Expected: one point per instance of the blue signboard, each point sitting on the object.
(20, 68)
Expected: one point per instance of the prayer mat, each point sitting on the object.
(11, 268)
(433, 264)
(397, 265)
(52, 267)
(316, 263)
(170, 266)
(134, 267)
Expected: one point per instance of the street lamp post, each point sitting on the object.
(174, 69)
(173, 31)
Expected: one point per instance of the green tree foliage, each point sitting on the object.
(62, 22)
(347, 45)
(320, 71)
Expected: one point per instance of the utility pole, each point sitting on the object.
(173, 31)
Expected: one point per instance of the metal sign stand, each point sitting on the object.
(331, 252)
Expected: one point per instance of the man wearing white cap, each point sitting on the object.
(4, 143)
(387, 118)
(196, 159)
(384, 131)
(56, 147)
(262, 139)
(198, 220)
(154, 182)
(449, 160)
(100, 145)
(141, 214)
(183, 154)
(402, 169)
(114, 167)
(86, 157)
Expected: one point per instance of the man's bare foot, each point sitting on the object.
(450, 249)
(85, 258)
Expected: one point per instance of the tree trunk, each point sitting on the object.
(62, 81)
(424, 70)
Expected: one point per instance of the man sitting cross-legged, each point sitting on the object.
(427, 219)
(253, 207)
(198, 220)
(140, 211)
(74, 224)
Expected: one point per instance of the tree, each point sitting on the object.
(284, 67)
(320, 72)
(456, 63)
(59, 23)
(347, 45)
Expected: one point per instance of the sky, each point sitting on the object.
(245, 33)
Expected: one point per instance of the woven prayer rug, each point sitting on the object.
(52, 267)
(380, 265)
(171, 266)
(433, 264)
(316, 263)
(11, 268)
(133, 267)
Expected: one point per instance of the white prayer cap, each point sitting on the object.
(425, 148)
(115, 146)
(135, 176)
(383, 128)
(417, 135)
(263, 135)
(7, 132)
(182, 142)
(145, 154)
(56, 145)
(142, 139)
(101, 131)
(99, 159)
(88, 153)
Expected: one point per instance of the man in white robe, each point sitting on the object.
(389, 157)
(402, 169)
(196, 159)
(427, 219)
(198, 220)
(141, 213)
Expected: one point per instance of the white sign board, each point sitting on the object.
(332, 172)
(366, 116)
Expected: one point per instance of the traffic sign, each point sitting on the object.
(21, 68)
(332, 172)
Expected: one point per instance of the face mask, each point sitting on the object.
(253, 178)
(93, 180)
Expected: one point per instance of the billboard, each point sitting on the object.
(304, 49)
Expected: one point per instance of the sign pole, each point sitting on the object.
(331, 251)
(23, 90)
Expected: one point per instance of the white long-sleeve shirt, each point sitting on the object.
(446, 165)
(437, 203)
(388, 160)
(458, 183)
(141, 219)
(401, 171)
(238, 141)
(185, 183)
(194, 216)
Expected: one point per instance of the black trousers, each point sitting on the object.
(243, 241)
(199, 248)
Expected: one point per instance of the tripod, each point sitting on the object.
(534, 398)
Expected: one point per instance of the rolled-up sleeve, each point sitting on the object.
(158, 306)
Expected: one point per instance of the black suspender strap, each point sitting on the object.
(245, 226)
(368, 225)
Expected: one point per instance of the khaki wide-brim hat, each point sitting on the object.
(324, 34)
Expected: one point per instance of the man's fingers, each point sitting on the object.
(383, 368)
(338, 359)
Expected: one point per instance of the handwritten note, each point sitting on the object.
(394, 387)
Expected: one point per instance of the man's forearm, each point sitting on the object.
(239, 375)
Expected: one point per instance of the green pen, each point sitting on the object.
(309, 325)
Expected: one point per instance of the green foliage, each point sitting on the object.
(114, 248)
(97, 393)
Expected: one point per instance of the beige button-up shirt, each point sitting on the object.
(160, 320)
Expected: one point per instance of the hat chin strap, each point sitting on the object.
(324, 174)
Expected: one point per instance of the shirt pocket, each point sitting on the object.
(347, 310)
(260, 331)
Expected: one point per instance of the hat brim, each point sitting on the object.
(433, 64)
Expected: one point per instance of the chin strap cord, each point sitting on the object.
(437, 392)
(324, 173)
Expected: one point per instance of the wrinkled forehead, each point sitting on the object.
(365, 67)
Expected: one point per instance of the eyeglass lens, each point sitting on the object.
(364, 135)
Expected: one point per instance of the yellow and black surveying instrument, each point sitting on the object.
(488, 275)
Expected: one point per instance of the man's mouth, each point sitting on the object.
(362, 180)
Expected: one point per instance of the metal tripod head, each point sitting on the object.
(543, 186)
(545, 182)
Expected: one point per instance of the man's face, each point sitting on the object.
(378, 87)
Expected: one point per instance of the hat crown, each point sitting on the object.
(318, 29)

--

= Short task =
Rewrite the items from the line with "Expected: one point per instance of the shirt" through the end of the items, keeping every "Expected" line unchanged and shifting each point coordinate by adding 90 to both of its numbers.

= Expected answer =
Expected: one point per instance of the shirt pocket, each point sitting on the object.
(437, 400)
(350, 421)
Expected: one point per instance of the hat brim, each point sitting on the object.
(523, 154)
Expected: one point per instance of the chin strap cord, each point sitting on the object.
(527, 482)
(414, 263)
Expected: one point per instance of the wrinkled forehead, each point sitting on the object.
(455, 157)
Expected: one point per instance of the eyeglass lens, each point sitting on the object.
(454, 225)
Expected: one point per instance of the yellow and black surveying instrument, each point sitting on the object.
(578, 365)
Expected: one point per instance of the man's mouth, each point sitting on the object.
(452, 270)
Expected: one point per instance of the metal tripod head, each point sitting on the object.
(633, 276)
(635, 272)
Expected: one point per instance of the man's face, each point sitting on the object.
(468, 177)
Expected: one point per instance of the hat crown, each point sitting on the object.
(408, 119)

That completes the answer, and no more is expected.